THINGS TO DO ▸
- a) Translate this sentence from the NRCS history text into Spanish: "In 1935, Congress established NRCS in response to the Dust Bowl, a disaster that devastated vast stretches of the nation."
- b) Name every natural resource that the NRCS history text says the agency protects.
- c) Reproduce the passage of the NRCS history text starting at "U.S. House of Representatives Approves" and ending at "Members of Congress.".

SELECTED EXCERPT ▸
(begin)
History   of   SCS    and NRCS


U.S. House of Representatives Approves Resolution Honoring USDA's Natural Resource Conservation Service

WASHINGTON, DC. - April 27, 2010, the U.S. House of Representatives approved a resolution recognizing the 75th anniversary of the U.S. Department of Agriculture's Natural Resource Conservation Service (NRCS).

The Senate Concurrent Resolution (S. Con. Res. 62) congratulates the outstanding professional public servants, both past and present, of the NRCS as it celebrates its 75th anniversary this year. House Agriculture Committee Chairman Collin Peterson of Minnesota and Ranking Member Frank Lucas of Oklahoma introduced the House version of this resolution, which is co-sponsored by 17 other Members of Congress.

In 1935, Congress established NRCS in response to the Dust Bowl, a disaster that devastated vast stretches of the nation. Originally known as the Soil Conservation Service, the agency's name changed to the Natural Resources Conservation Service in 1994 to more accurately reflect its role in protecting all natural resources - soil, air, water, plants and animals.

NRCS provides technical and financial assistance to landowners at a local level, recognizing the diverse needs across the country and the unique concerns in each local area.   There is a NRCS field office in almost every county in the United States, and the staff in those offices helps local communities carry out thousands of conservation projects, translating into opportunities for job creation and increased investment in local communities.
(end)
GIVEN INFORMATION ▸
(begin)
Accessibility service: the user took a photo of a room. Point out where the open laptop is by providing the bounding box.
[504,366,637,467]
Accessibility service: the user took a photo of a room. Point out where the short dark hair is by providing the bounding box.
(end)
SOLUTIONS FOR EACH TASK ▸
- a) En 1935, el Congreso estableció el NRCS en respuesta al Dust Bowl, un desastre que devastó vastas extensiones del país.

- b)
- soil
- air
- water
- plants
- animals

- c)
U.S. House of Representatives Approves Resolution Honoring USDA's Natural Resource Conservation Service

WASHINGTON, DC. - April 27, 2010, the U.S. House of Representatives approved a resolution recognizing the 75th anniversary of the U.S. Department of Agriculture's Natural Resource Conservation Service (NRCS).

The Senate Concurrent Resolution (S. Con. Res. 62) congratulates the outstanding professional public servants, both past and present, of the NRCS as it celebrates its 75th anniversary this year. House Agriculture Committee Chairman Collin Peterson of Minnesota and Ranking Member Frank Lucas of Oklahoma introduced the House version of this resolution, which is co-sponsored by 17 other Members of Congress.